++++ The input

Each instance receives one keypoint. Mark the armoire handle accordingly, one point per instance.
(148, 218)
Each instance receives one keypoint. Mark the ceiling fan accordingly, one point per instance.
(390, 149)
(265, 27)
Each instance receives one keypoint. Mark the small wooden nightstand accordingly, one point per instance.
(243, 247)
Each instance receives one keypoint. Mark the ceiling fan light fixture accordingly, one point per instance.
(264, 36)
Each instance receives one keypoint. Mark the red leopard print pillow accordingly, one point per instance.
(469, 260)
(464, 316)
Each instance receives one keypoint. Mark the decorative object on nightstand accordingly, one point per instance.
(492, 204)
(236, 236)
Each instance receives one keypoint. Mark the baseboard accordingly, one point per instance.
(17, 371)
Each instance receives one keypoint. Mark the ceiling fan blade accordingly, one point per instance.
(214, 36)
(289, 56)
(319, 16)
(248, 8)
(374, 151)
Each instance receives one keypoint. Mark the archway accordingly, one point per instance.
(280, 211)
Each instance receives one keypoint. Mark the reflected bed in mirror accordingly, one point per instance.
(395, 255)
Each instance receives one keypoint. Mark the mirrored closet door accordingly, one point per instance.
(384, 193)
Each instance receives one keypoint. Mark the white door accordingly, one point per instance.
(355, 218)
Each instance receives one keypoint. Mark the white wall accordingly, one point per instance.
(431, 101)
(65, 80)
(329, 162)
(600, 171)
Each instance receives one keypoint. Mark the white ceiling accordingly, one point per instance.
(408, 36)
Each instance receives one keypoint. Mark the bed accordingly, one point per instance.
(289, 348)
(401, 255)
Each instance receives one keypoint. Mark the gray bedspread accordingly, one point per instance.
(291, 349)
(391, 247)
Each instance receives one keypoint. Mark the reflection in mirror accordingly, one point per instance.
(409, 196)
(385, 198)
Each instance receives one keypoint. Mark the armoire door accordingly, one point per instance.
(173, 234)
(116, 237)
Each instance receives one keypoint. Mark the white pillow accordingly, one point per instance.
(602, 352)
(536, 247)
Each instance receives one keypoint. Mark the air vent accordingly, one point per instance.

++++++++

## What this task involves
Would you set the entries down again, exactly as they were written?

## Problem solution
Each instance receives one keypoint. Mark the armoire handle accordingly, one point per instance.
(148, 218)
Each instance receives one keypoint. Mark the ceiling fan accordingly, one point per instance.
(390, 149)
(265, 27)
Each instance receives one keypoint. Mark the small wooden nightstand accordingly, one point per instance.
(243, 247)
Each instance receives one keypoint. Mark the ceiling fan light fixture accordingly, one point per instance.
(264, 36)
Each instance receives one keypoint. Mark the red leopard print pillow accordingly, one point per instance.
(469, 260)
(464, 316)
Each instance receives one keypoint. Mark the decorative object on nightstand accordingly, one point per instance.
(492, 204)
(236, 236)
Each instance receives one keypoint. Mark the baseboard accordingly, one point per instance.
(17, 371)
Each instance receives one keypoint. Mark the ceiling fan blade accordingly, one point per instance.
(214, 36)
(289, 56)
(319, 16)
(248, 8)
(374, 151)
Each instance receives one keypoint. Mark the archway accordingly, one point per instance.
(280, 211)
Each instance receives one keypoint. Mark the reflected bed in mirror accordingly, one point per instance.
(395, 255)
Each instance receives one keypoint. Mark the mirrored closet door accordingly, one point per instance.
(384, 193)
Each instance receives one keypoint. Mark the white door accordingly, one point per instance.
(355, 218)
Each instance receives one keypoint. Mark the white wall accordingly, one point per instance.
(431, 101)
(65, 80)
(329, 162)
(600, 171)
Each instance receives one keypoint. Mark the white ceiling accordingly, one point per instance.
(408, 36)
Each instance receives one keypoint. Mark the bed accordingly, one point per instance.
(289, 348)
(401, 255)
Each instance receives one keypoint. Mark the gray bedspread accordingly, one point per instance.
(291, 349)
(391, 247)
Each instance receives one keypoint. Mark the reflection in mirror accordingly, one point per instance.
(409, 196)
(385, 198)
Each instance receives one keypoint. Mark the armoire door accordingly, one point per instance.
(173, 234)
(116, 237)
Each instance receives one keypoint. Mark the white pillow accordingly, one point per instance.
(602, 352)
(536, 247)
Each instance receives one keypoint. Mark the air vent accordingly, one point per instance.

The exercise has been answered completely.